___ Material to process
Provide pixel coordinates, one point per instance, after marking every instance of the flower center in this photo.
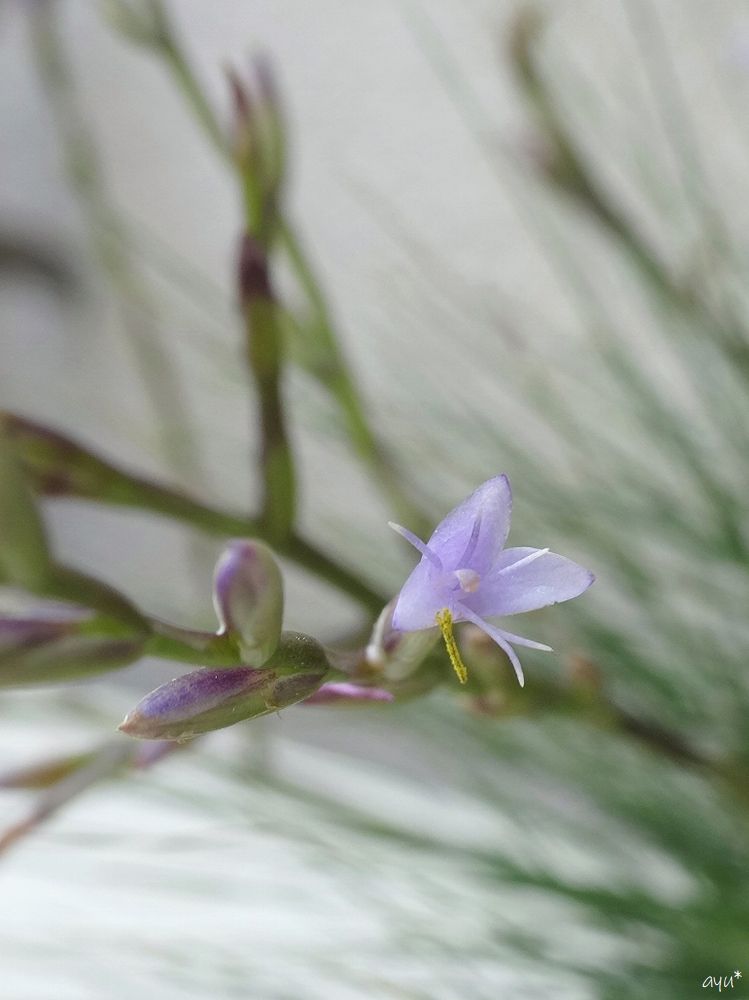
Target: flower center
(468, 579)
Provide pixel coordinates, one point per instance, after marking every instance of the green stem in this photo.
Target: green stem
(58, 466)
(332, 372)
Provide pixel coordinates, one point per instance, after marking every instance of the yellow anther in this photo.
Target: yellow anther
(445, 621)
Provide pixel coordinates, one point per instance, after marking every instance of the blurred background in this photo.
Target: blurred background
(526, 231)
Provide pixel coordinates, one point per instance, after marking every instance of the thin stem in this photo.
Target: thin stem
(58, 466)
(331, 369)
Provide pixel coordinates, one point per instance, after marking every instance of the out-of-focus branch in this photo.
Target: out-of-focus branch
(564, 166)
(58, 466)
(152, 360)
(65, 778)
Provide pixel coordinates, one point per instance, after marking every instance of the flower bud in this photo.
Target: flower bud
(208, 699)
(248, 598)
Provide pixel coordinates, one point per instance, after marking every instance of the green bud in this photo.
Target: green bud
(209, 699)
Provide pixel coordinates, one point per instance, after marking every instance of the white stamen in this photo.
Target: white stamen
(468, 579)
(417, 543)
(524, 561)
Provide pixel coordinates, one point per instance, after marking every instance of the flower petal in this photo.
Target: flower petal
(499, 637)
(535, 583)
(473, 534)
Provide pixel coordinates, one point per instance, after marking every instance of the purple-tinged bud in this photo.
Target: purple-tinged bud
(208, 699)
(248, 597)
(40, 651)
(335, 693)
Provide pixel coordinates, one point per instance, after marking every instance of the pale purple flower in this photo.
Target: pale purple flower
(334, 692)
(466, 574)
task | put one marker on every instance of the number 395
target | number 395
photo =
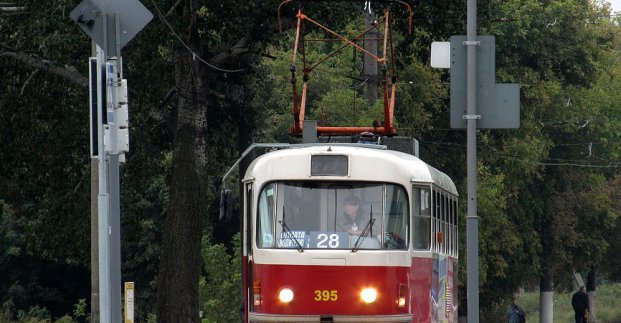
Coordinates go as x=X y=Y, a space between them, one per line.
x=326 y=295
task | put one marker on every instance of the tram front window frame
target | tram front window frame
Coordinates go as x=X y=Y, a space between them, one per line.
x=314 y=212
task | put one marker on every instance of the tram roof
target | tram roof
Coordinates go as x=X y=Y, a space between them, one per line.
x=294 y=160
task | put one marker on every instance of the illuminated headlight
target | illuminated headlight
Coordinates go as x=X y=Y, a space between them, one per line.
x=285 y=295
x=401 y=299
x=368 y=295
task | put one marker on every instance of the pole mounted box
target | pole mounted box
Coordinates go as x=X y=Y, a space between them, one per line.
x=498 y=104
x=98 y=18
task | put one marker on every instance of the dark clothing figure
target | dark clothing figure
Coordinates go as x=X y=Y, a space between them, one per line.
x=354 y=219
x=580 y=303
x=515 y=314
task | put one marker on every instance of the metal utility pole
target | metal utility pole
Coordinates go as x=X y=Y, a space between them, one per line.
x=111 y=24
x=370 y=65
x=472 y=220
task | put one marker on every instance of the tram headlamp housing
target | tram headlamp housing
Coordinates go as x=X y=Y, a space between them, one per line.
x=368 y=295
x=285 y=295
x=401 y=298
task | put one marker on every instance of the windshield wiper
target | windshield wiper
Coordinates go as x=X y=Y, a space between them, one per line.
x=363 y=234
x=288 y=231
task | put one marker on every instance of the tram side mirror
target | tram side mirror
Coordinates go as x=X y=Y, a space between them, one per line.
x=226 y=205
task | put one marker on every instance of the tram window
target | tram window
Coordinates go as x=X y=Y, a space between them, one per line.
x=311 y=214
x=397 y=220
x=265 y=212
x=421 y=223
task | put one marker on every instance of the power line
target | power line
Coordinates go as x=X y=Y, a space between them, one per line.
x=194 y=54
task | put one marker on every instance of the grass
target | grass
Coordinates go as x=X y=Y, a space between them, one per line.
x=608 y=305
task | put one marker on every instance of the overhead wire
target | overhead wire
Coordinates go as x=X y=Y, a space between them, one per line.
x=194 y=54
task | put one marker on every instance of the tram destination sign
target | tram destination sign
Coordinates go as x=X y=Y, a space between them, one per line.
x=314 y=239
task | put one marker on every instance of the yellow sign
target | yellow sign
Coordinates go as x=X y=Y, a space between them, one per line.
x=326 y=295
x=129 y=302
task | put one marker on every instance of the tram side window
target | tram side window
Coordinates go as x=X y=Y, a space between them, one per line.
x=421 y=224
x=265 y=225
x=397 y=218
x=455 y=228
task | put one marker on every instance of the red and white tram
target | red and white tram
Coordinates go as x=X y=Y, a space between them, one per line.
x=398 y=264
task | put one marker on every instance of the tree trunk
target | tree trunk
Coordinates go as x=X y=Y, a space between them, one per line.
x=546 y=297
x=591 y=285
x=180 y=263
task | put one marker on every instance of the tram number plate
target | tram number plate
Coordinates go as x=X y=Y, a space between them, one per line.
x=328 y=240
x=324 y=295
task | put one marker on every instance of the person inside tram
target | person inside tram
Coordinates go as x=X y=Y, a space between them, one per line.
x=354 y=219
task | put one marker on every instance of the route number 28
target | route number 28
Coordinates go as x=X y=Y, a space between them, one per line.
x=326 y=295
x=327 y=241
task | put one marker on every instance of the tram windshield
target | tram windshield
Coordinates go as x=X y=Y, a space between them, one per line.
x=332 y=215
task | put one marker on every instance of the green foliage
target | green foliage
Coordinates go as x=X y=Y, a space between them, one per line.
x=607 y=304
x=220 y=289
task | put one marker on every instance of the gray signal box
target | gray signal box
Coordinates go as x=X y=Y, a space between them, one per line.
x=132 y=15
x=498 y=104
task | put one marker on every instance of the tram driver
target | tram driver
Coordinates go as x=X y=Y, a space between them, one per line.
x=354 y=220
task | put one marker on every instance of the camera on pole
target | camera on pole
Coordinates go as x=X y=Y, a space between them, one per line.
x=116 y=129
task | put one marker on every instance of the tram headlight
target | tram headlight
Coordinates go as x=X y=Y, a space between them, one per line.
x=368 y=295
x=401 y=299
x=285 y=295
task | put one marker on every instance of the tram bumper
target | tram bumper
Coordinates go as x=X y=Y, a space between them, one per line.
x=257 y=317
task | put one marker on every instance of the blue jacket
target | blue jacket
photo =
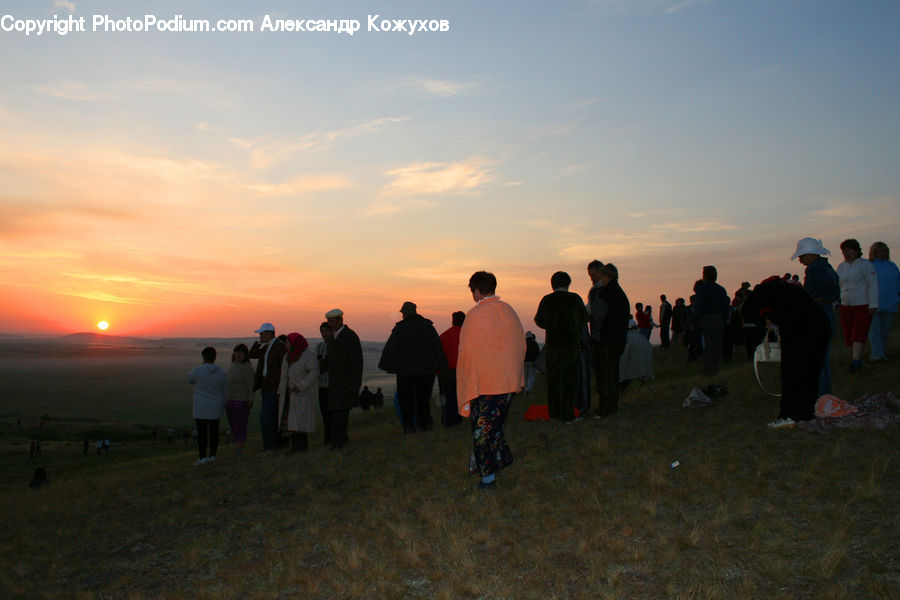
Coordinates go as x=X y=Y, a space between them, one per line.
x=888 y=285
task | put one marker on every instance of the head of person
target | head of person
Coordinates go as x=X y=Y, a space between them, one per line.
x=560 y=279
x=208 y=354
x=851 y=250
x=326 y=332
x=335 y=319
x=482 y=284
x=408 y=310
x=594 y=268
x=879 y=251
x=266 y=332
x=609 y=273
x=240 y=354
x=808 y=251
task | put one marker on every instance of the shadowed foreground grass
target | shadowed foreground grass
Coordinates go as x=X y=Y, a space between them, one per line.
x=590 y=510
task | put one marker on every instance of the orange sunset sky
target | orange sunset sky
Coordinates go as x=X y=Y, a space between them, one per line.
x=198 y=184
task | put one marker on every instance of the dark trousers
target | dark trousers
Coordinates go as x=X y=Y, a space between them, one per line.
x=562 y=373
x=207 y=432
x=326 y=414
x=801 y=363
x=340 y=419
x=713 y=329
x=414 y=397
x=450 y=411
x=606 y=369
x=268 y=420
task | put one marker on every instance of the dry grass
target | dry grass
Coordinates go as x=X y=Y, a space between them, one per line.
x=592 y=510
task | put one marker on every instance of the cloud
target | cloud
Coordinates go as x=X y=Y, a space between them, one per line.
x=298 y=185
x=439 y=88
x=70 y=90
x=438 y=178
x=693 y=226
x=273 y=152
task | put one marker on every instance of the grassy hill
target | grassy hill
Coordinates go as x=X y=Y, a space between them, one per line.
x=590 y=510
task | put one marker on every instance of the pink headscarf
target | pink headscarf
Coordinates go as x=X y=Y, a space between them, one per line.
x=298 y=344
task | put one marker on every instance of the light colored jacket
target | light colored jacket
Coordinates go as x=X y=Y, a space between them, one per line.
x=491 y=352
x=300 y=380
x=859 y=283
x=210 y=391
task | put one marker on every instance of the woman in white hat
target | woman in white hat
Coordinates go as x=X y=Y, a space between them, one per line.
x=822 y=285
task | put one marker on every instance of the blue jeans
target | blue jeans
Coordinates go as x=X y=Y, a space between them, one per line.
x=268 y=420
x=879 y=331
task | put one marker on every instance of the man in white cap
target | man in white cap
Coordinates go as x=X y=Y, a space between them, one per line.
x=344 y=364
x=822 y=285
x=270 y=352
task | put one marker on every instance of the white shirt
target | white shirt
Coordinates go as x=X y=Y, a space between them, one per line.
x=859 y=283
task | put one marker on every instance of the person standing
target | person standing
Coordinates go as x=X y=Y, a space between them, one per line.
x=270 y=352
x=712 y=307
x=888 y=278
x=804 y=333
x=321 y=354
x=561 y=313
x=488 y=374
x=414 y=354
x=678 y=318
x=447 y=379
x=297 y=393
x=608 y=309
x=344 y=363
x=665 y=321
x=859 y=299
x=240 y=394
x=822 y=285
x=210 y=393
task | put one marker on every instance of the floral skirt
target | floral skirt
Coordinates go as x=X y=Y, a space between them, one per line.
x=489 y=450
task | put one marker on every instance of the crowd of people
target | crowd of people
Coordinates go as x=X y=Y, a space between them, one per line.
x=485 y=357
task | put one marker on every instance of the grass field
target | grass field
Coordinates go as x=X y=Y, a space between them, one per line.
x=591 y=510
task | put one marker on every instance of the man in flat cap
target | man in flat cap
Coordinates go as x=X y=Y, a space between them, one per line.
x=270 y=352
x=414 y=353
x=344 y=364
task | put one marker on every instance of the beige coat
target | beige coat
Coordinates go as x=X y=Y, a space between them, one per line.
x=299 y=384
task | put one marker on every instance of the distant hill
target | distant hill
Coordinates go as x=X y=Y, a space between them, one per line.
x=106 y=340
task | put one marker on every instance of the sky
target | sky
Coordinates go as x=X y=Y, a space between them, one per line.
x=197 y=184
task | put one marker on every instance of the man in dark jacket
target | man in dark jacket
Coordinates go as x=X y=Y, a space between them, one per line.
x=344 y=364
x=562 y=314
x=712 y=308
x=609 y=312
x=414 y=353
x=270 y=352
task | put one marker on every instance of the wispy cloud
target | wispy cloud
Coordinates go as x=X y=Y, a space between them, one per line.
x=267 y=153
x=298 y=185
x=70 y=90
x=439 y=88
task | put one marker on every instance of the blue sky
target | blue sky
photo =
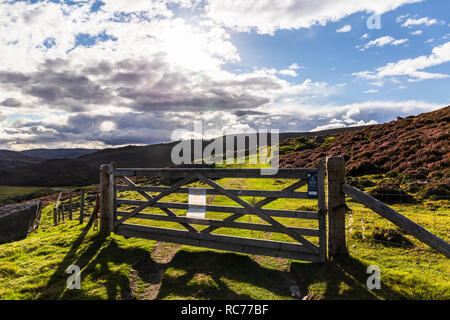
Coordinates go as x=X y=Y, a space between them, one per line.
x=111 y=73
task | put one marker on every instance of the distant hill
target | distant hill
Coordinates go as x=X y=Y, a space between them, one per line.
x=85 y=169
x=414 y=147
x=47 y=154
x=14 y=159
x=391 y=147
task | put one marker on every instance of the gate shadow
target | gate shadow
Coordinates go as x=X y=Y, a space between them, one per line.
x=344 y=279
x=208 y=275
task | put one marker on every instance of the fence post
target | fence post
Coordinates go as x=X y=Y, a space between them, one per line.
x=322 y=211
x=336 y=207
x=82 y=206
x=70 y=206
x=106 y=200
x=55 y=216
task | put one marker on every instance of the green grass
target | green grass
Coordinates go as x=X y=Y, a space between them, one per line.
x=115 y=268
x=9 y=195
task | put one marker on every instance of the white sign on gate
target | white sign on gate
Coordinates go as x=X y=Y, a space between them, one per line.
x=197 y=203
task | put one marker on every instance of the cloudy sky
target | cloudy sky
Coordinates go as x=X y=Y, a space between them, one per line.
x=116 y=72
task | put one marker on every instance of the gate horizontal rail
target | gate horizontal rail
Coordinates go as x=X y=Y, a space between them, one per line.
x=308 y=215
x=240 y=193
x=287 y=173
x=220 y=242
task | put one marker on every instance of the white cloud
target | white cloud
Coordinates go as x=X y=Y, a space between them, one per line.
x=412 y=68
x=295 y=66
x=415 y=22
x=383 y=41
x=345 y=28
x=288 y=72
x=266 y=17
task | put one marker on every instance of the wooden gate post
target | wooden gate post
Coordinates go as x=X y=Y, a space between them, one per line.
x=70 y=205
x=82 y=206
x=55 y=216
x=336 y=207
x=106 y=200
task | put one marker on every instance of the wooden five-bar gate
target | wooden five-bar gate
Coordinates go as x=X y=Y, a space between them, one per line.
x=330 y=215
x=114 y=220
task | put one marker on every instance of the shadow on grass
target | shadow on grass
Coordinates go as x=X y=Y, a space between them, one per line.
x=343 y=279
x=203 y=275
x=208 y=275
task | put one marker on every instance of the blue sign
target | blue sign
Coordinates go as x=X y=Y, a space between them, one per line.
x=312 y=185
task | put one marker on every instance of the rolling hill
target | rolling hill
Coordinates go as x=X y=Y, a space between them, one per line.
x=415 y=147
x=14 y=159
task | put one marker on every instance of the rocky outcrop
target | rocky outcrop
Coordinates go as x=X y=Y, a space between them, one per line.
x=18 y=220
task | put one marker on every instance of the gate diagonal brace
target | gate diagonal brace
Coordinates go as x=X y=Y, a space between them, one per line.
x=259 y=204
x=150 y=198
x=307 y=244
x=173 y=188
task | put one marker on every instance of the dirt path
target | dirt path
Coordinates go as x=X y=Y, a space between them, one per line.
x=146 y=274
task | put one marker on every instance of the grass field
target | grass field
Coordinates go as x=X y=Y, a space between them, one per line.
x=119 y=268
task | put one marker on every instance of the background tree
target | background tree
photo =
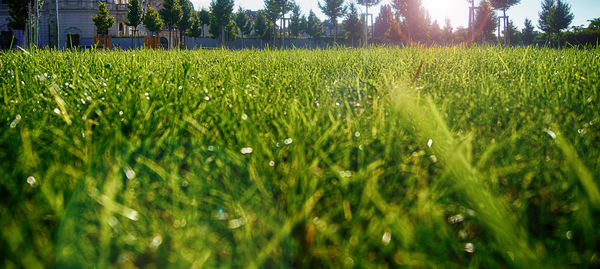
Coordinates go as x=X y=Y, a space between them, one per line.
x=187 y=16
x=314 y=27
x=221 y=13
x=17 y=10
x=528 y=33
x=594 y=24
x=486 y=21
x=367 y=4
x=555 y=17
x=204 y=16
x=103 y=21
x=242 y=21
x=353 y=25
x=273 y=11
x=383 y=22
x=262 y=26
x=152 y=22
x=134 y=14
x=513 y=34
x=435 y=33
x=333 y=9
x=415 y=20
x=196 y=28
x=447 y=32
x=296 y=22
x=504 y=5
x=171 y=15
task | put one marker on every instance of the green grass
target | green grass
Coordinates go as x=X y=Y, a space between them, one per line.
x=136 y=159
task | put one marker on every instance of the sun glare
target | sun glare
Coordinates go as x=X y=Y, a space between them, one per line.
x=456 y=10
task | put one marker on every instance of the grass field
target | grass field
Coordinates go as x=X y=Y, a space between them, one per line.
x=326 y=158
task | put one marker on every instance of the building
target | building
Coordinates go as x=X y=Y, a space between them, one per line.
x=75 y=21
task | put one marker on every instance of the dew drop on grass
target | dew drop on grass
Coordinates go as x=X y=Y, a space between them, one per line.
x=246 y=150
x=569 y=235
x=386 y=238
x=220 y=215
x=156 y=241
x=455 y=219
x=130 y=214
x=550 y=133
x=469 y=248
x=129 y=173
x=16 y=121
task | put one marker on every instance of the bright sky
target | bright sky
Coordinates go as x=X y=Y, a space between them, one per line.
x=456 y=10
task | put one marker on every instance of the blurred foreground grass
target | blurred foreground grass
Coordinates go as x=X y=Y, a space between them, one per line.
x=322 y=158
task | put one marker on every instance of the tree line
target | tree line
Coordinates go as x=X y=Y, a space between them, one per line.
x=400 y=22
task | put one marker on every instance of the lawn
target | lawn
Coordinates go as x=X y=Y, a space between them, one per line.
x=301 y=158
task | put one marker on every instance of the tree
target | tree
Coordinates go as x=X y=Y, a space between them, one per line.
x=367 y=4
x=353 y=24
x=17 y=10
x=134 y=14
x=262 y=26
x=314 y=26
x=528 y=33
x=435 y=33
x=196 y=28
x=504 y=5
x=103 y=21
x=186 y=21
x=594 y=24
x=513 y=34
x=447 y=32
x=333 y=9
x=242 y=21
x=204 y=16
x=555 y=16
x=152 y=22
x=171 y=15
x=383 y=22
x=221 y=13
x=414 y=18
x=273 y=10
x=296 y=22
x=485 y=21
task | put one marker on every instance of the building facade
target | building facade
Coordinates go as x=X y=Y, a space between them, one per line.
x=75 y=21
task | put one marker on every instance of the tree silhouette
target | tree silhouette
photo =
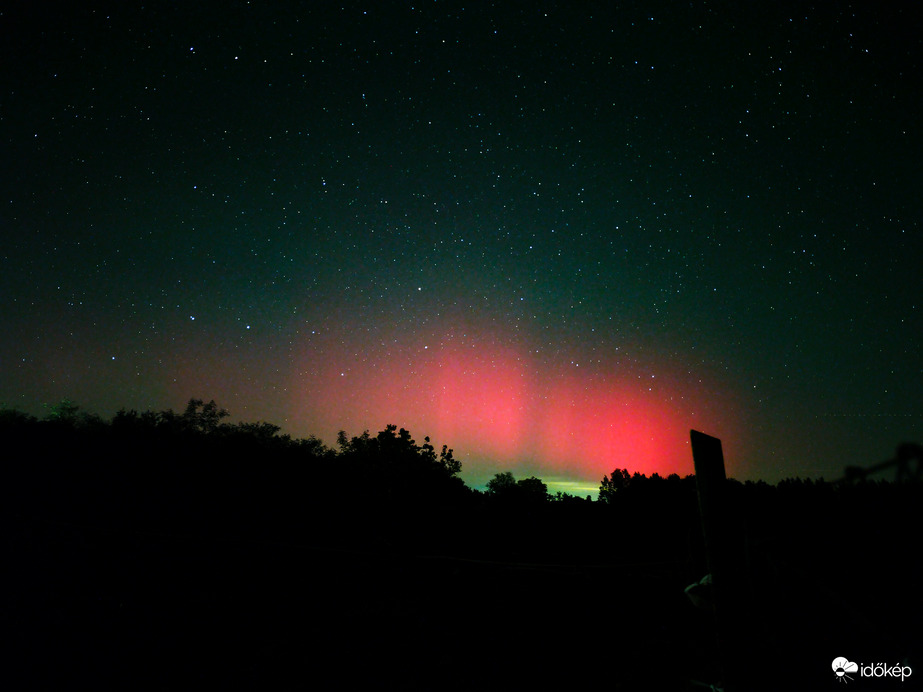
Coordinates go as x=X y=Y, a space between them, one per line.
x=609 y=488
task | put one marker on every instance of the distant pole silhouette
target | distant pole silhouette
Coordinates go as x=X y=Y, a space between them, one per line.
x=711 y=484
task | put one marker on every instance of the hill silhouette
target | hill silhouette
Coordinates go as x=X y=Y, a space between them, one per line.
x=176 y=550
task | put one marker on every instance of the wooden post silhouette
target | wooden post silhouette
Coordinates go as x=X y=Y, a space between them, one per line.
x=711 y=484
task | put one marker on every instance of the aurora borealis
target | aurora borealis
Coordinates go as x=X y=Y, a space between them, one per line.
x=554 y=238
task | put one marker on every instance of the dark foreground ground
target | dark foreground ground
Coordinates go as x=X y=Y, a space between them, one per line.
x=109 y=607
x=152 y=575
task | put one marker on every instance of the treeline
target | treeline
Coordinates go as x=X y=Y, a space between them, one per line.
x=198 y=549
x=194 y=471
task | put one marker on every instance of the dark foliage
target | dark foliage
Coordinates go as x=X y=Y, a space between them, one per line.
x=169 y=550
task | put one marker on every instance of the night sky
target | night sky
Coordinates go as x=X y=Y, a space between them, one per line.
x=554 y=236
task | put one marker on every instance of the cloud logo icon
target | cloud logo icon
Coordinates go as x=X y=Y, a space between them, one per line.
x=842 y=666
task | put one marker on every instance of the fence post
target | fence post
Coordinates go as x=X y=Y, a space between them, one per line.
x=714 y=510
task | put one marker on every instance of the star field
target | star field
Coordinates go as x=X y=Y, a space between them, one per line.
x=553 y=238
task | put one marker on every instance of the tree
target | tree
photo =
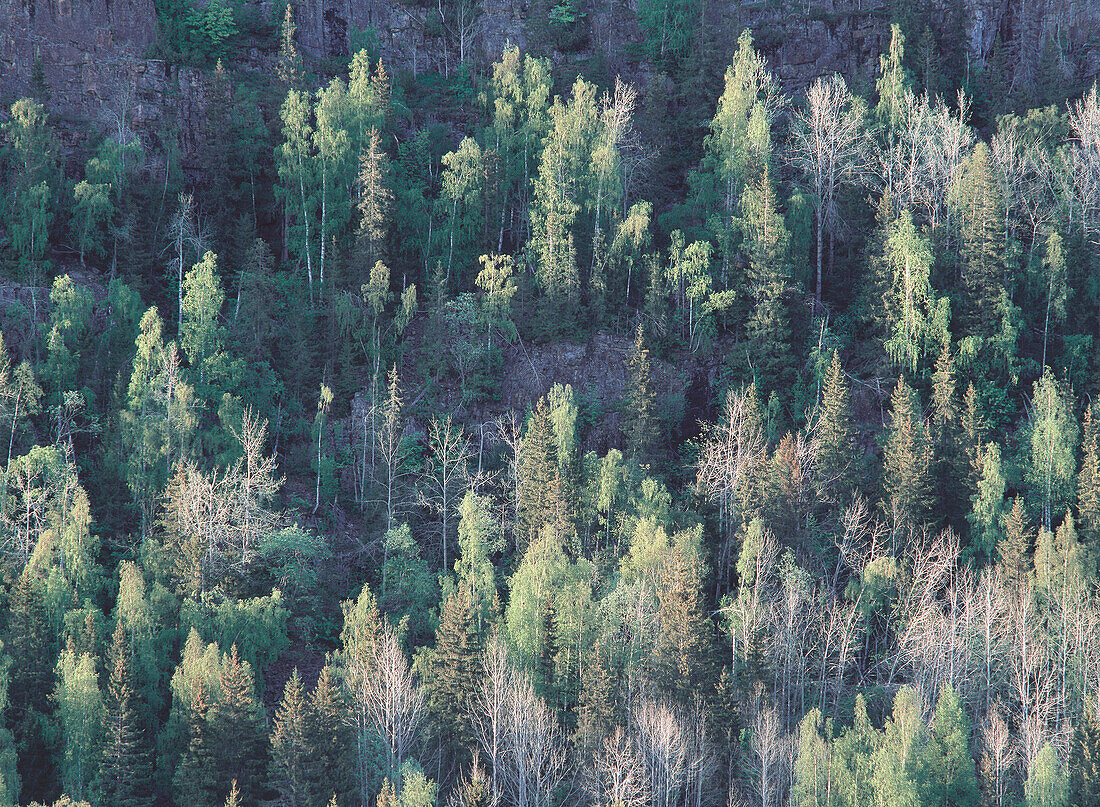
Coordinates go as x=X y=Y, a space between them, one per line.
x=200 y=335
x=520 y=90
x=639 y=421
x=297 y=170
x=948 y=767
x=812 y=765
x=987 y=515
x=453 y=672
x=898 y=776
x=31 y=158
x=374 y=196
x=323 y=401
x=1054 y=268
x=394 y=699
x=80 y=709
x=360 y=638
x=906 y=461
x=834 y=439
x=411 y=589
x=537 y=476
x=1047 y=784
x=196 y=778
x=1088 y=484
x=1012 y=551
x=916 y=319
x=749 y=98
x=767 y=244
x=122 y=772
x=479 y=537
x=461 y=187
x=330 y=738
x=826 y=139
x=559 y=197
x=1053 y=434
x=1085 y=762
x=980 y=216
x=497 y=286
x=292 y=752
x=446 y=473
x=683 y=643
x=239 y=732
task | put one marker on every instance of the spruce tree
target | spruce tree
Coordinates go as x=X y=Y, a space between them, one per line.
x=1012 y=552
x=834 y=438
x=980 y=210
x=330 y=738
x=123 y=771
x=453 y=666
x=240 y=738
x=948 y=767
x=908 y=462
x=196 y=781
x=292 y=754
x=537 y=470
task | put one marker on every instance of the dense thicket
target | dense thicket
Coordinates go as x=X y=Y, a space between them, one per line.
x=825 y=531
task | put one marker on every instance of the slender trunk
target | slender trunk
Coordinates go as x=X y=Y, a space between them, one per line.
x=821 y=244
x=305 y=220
______
▶ **Exercise requirements**
Reproduce the part of the listing above that runs from the line containing "the blue jacket" down to the line containing "x=198 y=184", including both of those lines. Leave the pictures out.

▶ **Result of the exercise**
task | put one marker on every instance of the blue jacket
target | blue jacket
photo =
Coordinates go as x=X y=Y, a space between them, one per line.
x=888 y=285
task | put one marker on every instance of the head of person
target | head of person
Coordinates go as x=X y=Y, a space between them, one per line.
x=560 y=279
x=208 y=354
x=851 y=250
x=326 y=332
x=335 y=319
x=482 y=284
x=408 y=310
x=594 y=268
x=879 y=251
x=266 y=332
x=609 y=273
x=240 y=354
x=808 y=251
task | put one marker on every instance of the shadowed foreground grass
target | shadowed foreground grass
Coordinates go as x=X y=Y, a space between them, one per line.
x=590 y=510
task | put one marker on every instance of the orange sunset sky
target | orange sunset sky
Coordinates go as x=X y=Y, a space between them, one per line.
x=198 y=184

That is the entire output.